### List of tasks
1 > In the Docker Swarm article, copy everything from "Swarm is somewhat" down to "Kubernetes and Mesos.", switching "Mesos" to "Nomad" throughout.
2 > List the distinct names of software products and companies that the Docker Swarm article mentions, giving each name once and counting "Swarm" and "Docker Swarm" as one.
3 > Extend the Docker Swarm article by writing what comes after its final sentence.

### Supplied text

Once the swarm is running, you specify services using Docker Compose. When you bring those services up they are deployed across the hosts of the swarm rather on a single host. Any networks you define will also work across the swarm.

Swarm is somewhat modular: as mentioned above, you can swap out the kv store and there are experiments in using Mesos as an alternative scheduler. However, it goes without saying that by using Swarm you are buying into the Docker way. For many that will be a plus but it’s worth considering that not only is Swarm container-centric but it is Docker-centric.

When to use Docker Swarm

Docker Inc is investing a lot of effort into Swarm and so things are changing rapidly. Until now, at least, Swarm has been viewed as suitable for experiments and smaller scale deployments. That, perhaps, was due to limitations of early Swarm releases and it remains less proven than Kubernetes and Mesos.

Docker Swarm gives you an easy way to move into container orchestration without leaving behind the familiarity of existing Docker tools and thinking.

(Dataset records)

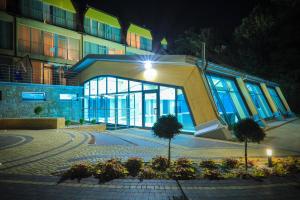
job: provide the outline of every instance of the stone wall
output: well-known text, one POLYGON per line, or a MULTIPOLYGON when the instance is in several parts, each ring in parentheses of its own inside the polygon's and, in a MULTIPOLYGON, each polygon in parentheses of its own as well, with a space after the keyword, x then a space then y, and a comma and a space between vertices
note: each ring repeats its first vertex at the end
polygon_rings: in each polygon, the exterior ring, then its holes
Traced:
POLYGON ((34 108, 41 106, 41 117, 83 118, 83 87, 0 82, 0 118, 36 117, 34 108), (24 101, 22 92, 45 92, 45 101, 24 101), (77 100, 60 100, 60 94, 77 94, 77 100))

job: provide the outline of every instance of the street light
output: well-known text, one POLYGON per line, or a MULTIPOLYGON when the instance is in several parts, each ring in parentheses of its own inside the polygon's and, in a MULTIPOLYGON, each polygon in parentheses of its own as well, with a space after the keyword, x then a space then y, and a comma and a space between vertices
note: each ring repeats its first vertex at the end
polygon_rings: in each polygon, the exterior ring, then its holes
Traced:
POLYGON ((273 154, 273 151, 272 151, 272 149, 267 149, 266 152, 267 152, 267 156, 268 156, 268 166, 272 167, 272 154, 273 154))

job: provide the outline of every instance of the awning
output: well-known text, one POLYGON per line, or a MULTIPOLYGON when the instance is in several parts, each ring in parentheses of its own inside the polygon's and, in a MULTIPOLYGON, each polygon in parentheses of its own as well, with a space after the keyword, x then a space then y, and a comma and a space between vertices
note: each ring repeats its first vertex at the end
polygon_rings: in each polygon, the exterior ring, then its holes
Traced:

### Responses to the tasks
1 >
Swarm is somewhat modular: as mentioned above, you can swap out the kv store and there are experiments in using Nomad as an alternative scheduler. However, it goes without saying that by using Swarm you are buying into the Docker way. For many that will be a plus but it’s worth considering that not only is Swarm container-centric but it is Docker-centric.

When to use Docker Swarm

Docker Inc is investing a lot of effort into Swarm and so things are changing rapidly. Until now, at least, Swarm has been viewed as suitable for experiments and smaller scale deployments. That, perhaps, was due to limitations of early Swarm releases and it remains less proven than Kubernetes and Nomad.

2 >
Docker Compose
Docker Swarm
Mesos
Docker
Docker Inc
Kubernetes

3 >
Kubernetes

Kubernetes is based on Google’s experience of running workloads at huge scale in production over the past fifteen years. It’s not an open sourcing of Borg, their internal container orchestration system, but draws on lessons Google have learned from running Borg.

Where Docker Swarm extends single host Docker, Kubernetes’ starting point is the cluster itself.

Key concepts

If you’re considering Kubernetes, now’s the time to think about how willing you are to step away from the Docker way.

Here’s what makes up a Kubernetes cluster:

  • Master: by default, a single master handles API calls, assigns workloads and maintains configuration state.
  • Minions: the servers that run workloads and anything else that’s not on the master.
  • Pods: units of compute power, made-up of one or a handful of containers deployed on the same host, that together perform a task, have a single IP address and flat networking within the pods.
  • Services: front end and load balancer for pods, providing a floating IP for access to the pods that power the service, meaning that changes can happen at the pod-level while maintaining a stable interface.
  • Replication controllers: responsible for maintaining X replicas of the required pods.
  • Labels: key-value tags (e.g. “Name”) that you and the system use to identify pods, replication controllers and services.

Kubernetes starts big. Whereas Docker Swarm starts at the container and builds out, Kubernetes starts at the cluster and uses containers almost as an implementation detail.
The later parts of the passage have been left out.